# [Exercise inputs]
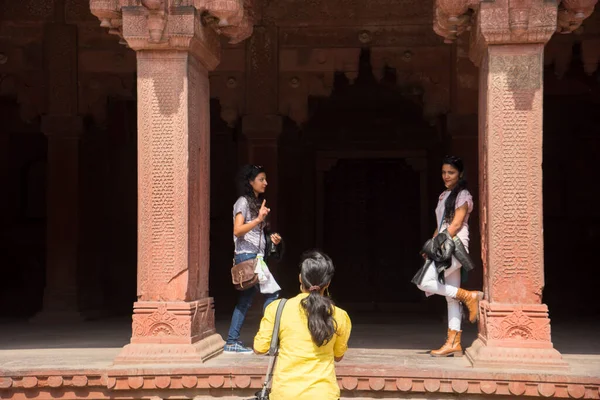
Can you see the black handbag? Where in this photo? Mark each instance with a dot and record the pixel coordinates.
(263, 394)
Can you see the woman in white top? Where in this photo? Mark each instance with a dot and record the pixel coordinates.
(452, 213)
(252, 240)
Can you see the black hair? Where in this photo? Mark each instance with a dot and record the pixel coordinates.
(246, 174)
(450, 205)
(316, 271)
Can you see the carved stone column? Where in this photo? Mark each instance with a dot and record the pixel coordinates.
(173, 319)
(63, 129)
(507, 43)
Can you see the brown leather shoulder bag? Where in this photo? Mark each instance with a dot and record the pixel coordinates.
(243, 276)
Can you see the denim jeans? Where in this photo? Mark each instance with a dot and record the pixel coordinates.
(244, 303)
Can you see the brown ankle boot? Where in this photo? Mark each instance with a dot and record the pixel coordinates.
(471, 301)
(451, 347)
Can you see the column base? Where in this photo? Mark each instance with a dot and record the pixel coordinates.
(172, 332)
(482, 356)
(160, 353)
(515, 336)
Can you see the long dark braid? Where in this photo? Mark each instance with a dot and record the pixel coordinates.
(450, 204)
(316, 271)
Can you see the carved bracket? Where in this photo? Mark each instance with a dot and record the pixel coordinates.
(452, 18)
(571, 14)
(176, 24)
(512, 22)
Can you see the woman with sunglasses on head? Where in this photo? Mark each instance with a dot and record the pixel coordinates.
(454, 207)
(252, 241)
(313, 334)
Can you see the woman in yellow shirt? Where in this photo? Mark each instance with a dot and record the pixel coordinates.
(313, 333)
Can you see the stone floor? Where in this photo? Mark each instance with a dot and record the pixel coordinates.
(378, 341)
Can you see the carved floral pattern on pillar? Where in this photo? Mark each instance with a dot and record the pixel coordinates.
(571, 14)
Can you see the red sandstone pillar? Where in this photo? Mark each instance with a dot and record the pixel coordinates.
(173, 319)
(514, 326)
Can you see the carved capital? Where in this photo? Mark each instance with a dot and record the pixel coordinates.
(512, 22)
(176, 25)
(571, 14)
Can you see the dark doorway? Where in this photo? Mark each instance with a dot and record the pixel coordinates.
(371, 230)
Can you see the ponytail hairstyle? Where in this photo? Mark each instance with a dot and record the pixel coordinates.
(316, 271)
(450, 205)
(246, 174)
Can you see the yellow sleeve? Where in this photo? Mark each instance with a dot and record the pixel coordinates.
(262, 340)
(343, 333)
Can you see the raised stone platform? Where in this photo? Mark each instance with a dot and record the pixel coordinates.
(385, 361)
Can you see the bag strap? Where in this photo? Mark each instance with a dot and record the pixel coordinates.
(273, 350)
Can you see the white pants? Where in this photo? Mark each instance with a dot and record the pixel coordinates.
(430, 284)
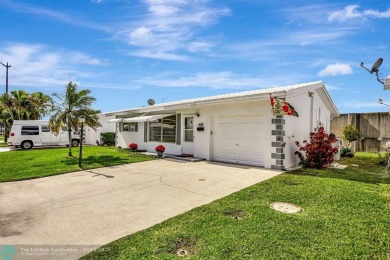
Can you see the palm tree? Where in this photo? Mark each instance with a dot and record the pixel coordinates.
(70, 106)
(41, 105)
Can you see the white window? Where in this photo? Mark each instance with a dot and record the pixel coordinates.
(163, 130)
(130, 127)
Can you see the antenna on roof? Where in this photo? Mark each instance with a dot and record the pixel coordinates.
(375, 69)
(151, 102)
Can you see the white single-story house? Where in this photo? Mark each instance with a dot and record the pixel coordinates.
(236, 128)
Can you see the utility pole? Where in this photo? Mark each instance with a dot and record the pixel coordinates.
(6, 77)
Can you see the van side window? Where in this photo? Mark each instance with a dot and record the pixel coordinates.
(45, 128)
(30, 130)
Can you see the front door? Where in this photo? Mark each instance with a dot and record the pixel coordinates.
(45, 135)
(188, 144)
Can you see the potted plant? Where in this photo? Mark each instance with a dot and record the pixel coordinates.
(160, 150)
(133, 146)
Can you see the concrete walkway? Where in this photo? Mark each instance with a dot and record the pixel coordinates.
(91, 208)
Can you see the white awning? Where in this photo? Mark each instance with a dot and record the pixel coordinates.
(138, 119)
(144, 118)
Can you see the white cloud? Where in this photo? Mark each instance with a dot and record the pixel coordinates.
(330, 87)
(217, 80)
(75, 20)
(361, 104)
(37, 65)
(158, 55)
(351, 12)
(171, 28)
(335, 69)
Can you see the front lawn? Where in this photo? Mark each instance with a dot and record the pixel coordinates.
(2, 143)
(346, 216)
(35, 163)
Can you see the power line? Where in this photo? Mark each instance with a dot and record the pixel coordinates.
(6, 77)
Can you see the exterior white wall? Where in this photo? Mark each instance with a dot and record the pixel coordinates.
(91, 136)
(203, 139)
(298, 128)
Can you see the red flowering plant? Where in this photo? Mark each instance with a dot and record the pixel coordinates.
(133, 146)
(160, 148)
(319, 152)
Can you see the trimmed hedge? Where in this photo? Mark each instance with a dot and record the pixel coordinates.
(108, 138)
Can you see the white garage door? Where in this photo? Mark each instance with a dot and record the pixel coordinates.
(239, 139)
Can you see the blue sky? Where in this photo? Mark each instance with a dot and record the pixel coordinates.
(127, 51)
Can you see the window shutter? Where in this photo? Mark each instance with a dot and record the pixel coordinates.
(145, 132)
(178, 129)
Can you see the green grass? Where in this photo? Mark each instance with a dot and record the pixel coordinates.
(35, 163)
(346, 216)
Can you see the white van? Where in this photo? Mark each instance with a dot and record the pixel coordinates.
(29, 133)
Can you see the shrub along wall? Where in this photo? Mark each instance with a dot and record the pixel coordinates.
(374, 129)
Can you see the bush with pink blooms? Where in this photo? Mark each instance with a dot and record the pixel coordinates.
(319, 152)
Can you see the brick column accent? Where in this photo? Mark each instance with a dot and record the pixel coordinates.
(279, 143)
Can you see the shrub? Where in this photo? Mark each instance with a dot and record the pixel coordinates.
(108, 138)
(350, 134)
(319, 152)
(133, 146)
(346, 152)
(383, 158)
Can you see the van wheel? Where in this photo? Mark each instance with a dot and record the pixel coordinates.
(26, 145)
(75, 142)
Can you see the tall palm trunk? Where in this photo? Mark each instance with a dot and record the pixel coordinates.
(69, 137)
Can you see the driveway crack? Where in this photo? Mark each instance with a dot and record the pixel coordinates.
(173, 186)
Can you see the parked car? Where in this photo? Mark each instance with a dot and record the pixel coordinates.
(29, 133)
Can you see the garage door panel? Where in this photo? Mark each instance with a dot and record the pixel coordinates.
(239, 139)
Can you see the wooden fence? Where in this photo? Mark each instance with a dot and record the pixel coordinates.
(374, 129)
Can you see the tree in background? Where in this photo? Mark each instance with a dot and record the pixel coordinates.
(70, 106)
(319, 152)
(350, 133)
(20, 105)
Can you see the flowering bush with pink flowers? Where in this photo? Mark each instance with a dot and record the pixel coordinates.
(319, 152)
(160, 148)
(133, 146)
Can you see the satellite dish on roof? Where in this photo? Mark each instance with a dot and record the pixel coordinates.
(151, 102)
(375, 69)
(376, 65)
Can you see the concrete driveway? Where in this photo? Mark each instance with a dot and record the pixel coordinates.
(86, 209)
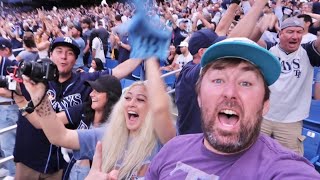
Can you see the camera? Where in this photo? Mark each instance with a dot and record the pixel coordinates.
(8, 82)
(42, 70)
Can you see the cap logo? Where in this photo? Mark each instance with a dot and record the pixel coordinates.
(68, 40)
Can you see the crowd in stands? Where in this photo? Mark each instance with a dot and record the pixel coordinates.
(245, 67)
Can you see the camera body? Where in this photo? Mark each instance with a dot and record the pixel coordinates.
(42, 70)
(8, 82)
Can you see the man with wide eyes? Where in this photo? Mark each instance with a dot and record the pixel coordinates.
(233, 95)
(291, 94)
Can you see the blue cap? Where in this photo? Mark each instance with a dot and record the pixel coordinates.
(248, 50)
(66, 41)
(5, 43)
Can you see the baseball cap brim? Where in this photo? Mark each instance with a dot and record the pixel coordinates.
(75, 49)
(247, 50)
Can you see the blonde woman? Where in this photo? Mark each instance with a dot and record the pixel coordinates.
(140, 123)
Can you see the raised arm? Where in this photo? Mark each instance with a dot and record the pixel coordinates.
(159, 102)
(226, 20)
(125, 68)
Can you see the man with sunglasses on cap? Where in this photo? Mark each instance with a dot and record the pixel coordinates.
(35, 157)
(291, 94)
(233, 96)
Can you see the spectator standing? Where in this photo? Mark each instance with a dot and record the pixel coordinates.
(231, 142)
(8, 109)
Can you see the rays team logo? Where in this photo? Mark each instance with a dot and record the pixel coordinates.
(82, 125)
(289, 67)
(51, 95)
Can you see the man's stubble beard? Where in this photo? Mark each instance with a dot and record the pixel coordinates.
(227, 142)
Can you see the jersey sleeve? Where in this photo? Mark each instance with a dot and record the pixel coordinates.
(88, 140)
(313, 54)
(95, 43)
(317, 80)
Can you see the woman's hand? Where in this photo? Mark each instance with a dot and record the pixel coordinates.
(36, 90)
(95, 171)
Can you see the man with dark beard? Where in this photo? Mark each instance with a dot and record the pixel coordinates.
(233, 96)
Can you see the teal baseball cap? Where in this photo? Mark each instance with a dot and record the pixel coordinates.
(248, 50)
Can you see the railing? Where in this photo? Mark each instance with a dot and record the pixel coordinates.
(4, 130)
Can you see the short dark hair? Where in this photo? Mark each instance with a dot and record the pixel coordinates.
(231, 62)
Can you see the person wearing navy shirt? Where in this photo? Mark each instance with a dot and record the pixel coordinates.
(185, 95)
(8, 109)
(35, 157)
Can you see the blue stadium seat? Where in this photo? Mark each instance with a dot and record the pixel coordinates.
(126, 83)
(311, 130)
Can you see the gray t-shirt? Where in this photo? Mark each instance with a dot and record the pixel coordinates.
(29, 56)
(186, 157)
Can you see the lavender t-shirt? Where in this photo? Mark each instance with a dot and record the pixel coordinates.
(185, 157)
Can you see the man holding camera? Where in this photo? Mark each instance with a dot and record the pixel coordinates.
(35, 156)
(8, 109)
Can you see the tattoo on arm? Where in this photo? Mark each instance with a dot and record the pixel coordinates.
(45, 108)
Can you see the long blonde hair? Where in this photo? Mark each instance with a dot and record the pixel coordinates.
(115, 141)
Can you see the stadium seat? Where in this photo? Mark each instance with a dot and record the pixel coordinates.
(311, 130)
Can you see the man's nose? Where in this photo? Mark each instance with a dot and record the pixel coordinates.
(230, 91)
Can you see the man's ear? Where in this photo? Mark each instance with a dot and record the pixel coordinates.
(266, 106)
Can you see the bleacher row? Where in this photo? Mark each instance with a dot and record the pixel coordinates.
(311, 125)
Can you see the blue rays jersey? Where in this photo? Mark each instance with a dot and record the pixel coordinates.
(32, 147)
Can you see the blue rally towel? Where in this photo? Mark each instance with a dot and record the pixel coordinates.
(147, 38)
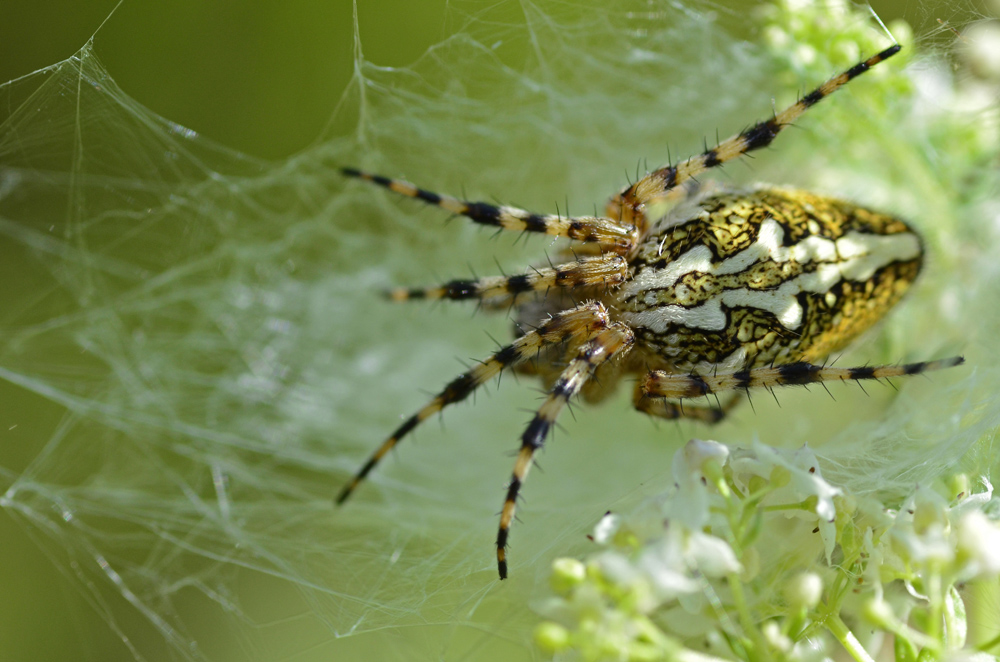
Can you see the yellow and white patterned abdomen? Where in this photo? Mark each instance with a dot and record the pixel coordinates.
(769, 275)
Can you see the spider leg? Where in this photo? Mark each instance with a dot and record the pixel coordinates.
(610, 341)
(659, 183)
(661, 384)
(662, 408)
(607, 233)
(574, 326)
(605, 270)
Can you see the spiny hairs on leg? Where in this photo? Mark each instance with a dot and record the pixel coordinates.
(574, 326)
(606, 270)
(658, 184)
(661, 384)
(607, 233)
(612, 341)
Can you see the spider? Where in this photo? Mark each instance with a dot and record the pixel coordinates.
(724, 292)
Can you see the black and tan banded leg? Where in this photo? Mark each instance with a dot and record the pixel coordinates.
(610, 342)
(660, 183)
(661, 384)
(573, 326)
(605, 232)
(608, 270)
(662, 408)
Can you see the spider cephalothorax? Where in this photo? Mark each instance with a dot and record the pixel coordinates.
(729, 291)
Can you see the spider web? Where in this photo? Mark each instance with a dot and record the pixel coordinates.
(205, 332)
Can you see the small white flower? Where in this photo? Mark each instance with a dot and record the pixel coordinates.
(978, 545)
(606, 528)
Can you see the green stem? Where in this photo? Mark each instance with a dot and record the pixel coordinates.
(847, 639)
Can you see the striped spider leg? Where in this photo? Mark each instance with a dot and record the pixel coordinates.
(737, 290)
(666, 182)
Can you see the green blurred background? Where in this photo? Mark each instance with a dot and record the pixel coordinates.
(262, 78)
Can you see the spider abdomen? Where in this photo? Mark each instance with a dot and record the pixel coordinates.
(770, 275)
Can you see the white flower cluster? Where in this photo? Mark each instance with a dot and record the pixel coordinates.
(755, 556)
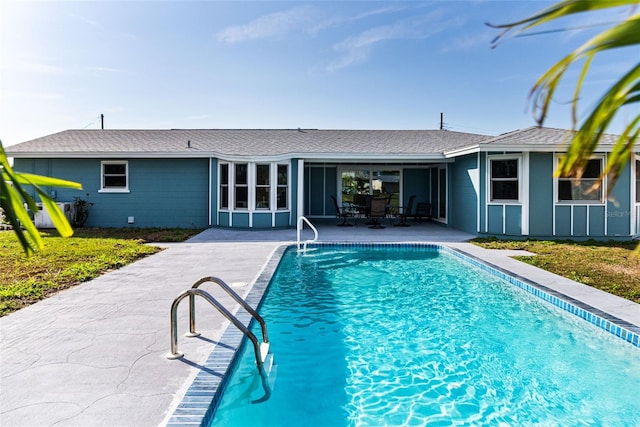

# [The problem]
How many lines in the items above contain the string "column"? Treat uppercase and lowercase as different, and reply with the number alone.

# [Written response]
3